**Exercise brief**
Repeat the data that follows verbatim. Images are not part of the copy.
Start of Input data
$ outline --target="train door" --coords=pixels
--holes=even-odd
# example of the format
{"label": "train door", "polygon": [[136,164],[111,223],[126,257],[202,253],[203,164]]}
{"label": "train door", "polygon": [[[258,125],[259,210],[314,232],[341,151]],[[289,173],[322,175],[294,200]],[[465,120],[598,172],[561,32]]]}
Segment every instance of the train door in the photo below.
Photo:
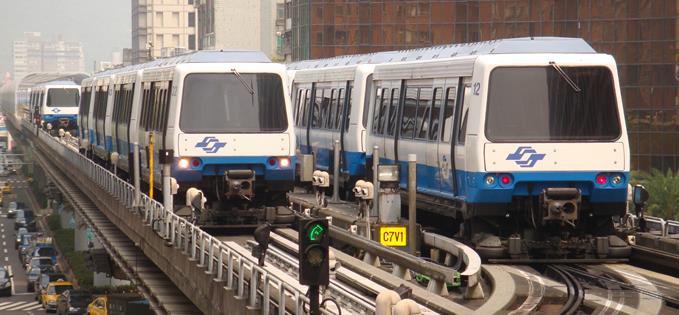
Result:
{"label": "train door", "polygon": [[389,163],[395,163],[397,160],[397,134],[399,122],[399,102],[401,99],[401,81],[384,82],[383,87],[389,88],[389,106],[387,106],[387,116],[385,121],[384,131],[384,145],[381,146],[381,152],[384,152],[384,158]]}
{"label": "train door", "polygon": [[[401,122],[398,136],[398,159],[401,169],[407,169],[410,154],[417,158],[417,187],[433,192],[439,188],[436,176],[437,144],[429,140],[430,113],[434,100],[434,83],[431,79],[408,80],[403,85]],[[401,186],[407,186],[407,174],[401,173]]]}
{"label": "train door", "polygon": [[[471,78],[463,78],[460,80],[460,88],[457,91],[457,100],[455,102],[457,106],[456,118],[455,118],[455,130],[453,131],[454,139],[451,141],[455,142],[453,147],[454,159],[453,159],[453,173],[455,175],[455,170],[465,169],[465,138],[467,136],[467,119],[469,116],[469,101],[471,95]],[[453,188],[453,193],[455,195],[461,195],[464,192],[461,191],[463,187],[462,179],[457,179],[455,176],[451,178],[451,186]],[[454,182],[454,184],[453,184]]]}
{"label": "train door", "polygon": [[455,194],[455,160],[452,154],[455,135],[455,107],[458,95],[459,79],[447,79],[441,91],[440,120],[441,135],[438,139],[438,179],[439,191],[444,194]]}
{"label": "train door", "polygon": [[314,99],[311,100],[311,120],[309,121],[309,146],[316,157],[317,169],[332,168],[332,132],[327,130],[332,89],[327,83],[314,84]]}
End of Input data
**Solution below**
$ outline --target="train door" --coords=pixels
--holes=even-odd
# example of the format
{"label": "train door", "polygon": [[136,164],[111,223],[126,257],[202,253],[203,164]]}
{"label": "train door", "polygon": [[[258,125],[259,210],[314,232],[341,151]],[[289,173],[322,175],[294,200]],[[465,120],[598,172],[561,32]]]}
Segment every instance of the train door in the photo below.
Photo:
Result:
{"label": "train door", "polygon": [[389,163],[395,163],[397,160],[397,134],[399,122],[399,102],[401,99],[401,81],[384,82],[383,87],[389,88],[389,106],[387,106],[387,116],[385,121],[384,131],[384,145],[381,146],[381,152],[384,152],[384,158]]}
{"label": "train door", "polygon": [[[401,122],[398,136],[398,159],[401,169],[407,169],[410,154],[417,158],[417,187],[433,192],[439,188],[436,176],[437,144],[429,140],[430,113],[434,100],[434,83],[431,79],[408,80],[403,85]],[[401,186],[407,186],[407,174],[401,173]]]}
{"label": "train door", "polygon": [[[471,78],[463,78],[460,80],[460,88],[457,91],[457,100],[455,102],[457,106],[456,118],[455,118],[455,130],[453,131],[454,139],[451,141],[455,142],[453,147],[454,159],[453,159],[453,173],[455,175],[455,170],[465,169],[465,138],[467,136],[467,119],[469,116],[469,101],[471,95]],[[453,188],[453,193],[455,195],[461,195],[464,192],[461,191],[463,187],[462,179],[457,179],[455,176],[451,178],[451,186]],[[454,182],[454,184],[453,184]]]}
{"label": "train door", "polygon": [[455,194],[455,160],[452,154],[455,135],[455,107],[458,95],[459,79],[447,79],[441,91],[440,120],[441,135],[438,139],[438,179],[439,191],[444,194]]}
{"label": "train door", "polygon": [[314,99],[311,100],[311,120],[309,121],[309,146],[316,157],[317,169],[332,168],[332,132],[327,130],[332,89],[327,83],[314,84]]}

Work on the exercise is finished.